▶ _Written request_:
Find "Can you see the black" in the data, then restate the line it sits in and every later line word for word, ending with the last line.

▶ _Task inputs_:
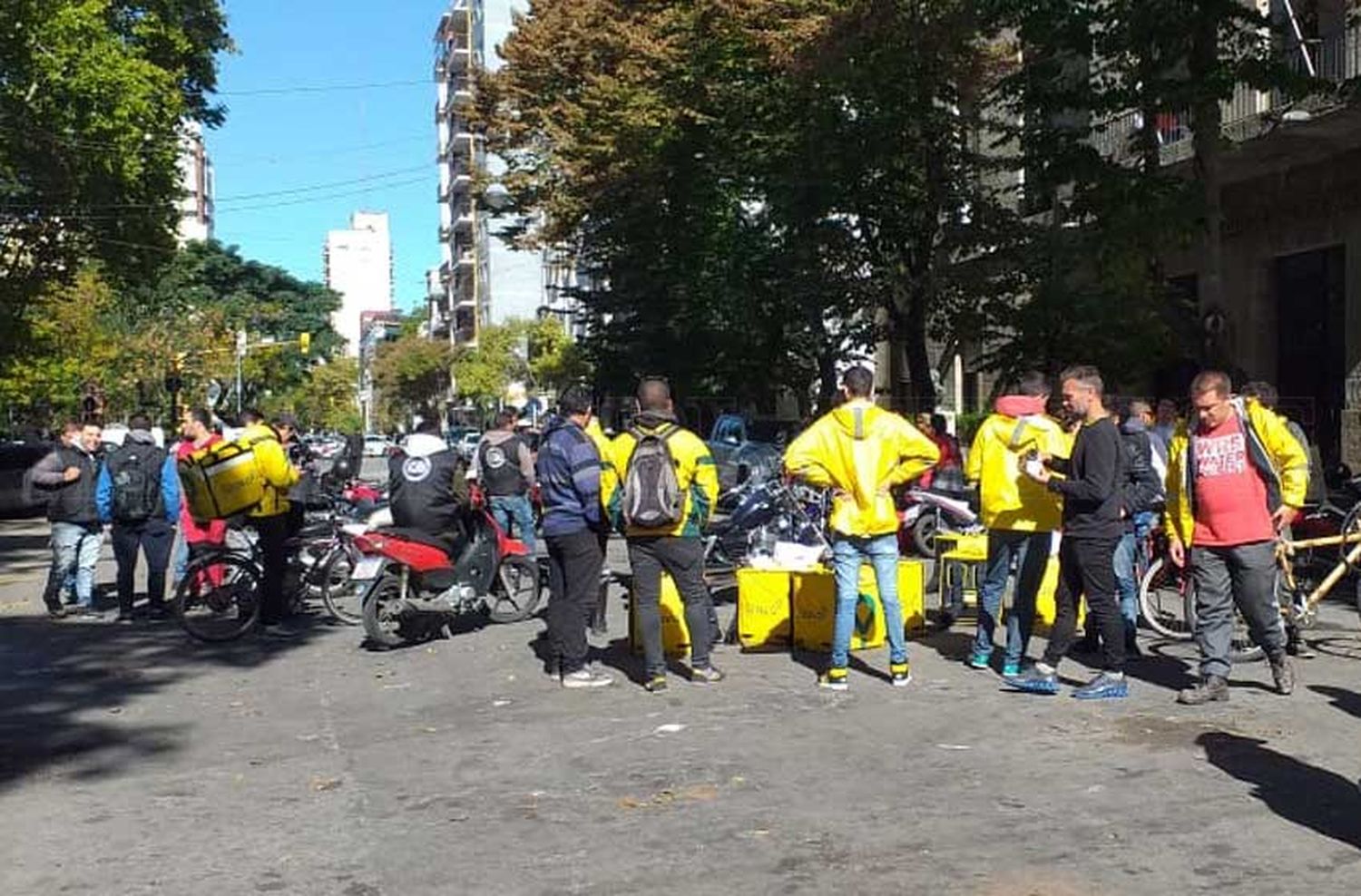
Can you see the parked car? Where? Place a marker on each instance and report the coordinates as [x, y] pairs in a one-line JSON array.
[[467, 445], [740, 441], [377, 445], [15, 460]]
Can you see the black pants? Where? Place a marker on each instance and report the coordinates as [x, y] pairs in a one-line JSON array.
[[683, 559], [573, 582], [152, 537], [274, 559], [1086, 566]]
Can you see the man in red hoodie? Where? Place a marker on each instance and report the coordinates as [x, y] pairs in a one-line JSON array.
[[198, 433]]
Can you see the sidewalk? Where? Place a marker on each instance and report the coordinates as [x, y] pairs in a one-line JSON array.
[[133, 760]]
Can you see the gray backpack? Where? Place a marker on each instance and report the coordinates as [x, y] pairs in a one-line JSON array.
[[651, 488]]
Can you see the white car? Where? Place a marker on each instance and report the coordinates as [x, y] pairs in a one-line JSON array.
[[376, 445], [468, 445]]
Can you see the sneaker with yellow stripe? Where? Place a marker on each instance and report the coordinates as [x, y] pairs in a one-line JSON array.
[[835, 678]]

▶ _Problem solution_:
Can you see the black pants? Where? Place a marker on each instance and report the coordinates as [x, y] pairs in a one-line JSON array.
[[683, 559], [573, 582], [152, 537], [274, 559], [1086, 566]]
Can you see the man in red hoodie? Where? Place a marker on each instance and report the coordinates as [x, y] pairs in a one-line JSON array.
[[198, 433]]
Can you see the sidewalk? Where? Place a marker on each instance and report the coordinates as [x, y] pairs in a one-line JSON array.
[[133, 760]]
Can you see the gray backpack? Where? Place a marker on each instance and report the coordinates as [x, y] pairs in a one-line JSON array.
[[651, 488]]
Can you see the white car? Where? Place a marker on each instance and report the coordinates as [x, y] pairs in a one-line JSON array.
[[376, 445], [468, 445]]
Can you see the sneaker with yellow stripe? Where? Place a marker on each instance and report the coordinates as [x, y] pairs in a one-line JSON array.
[[835, 678]]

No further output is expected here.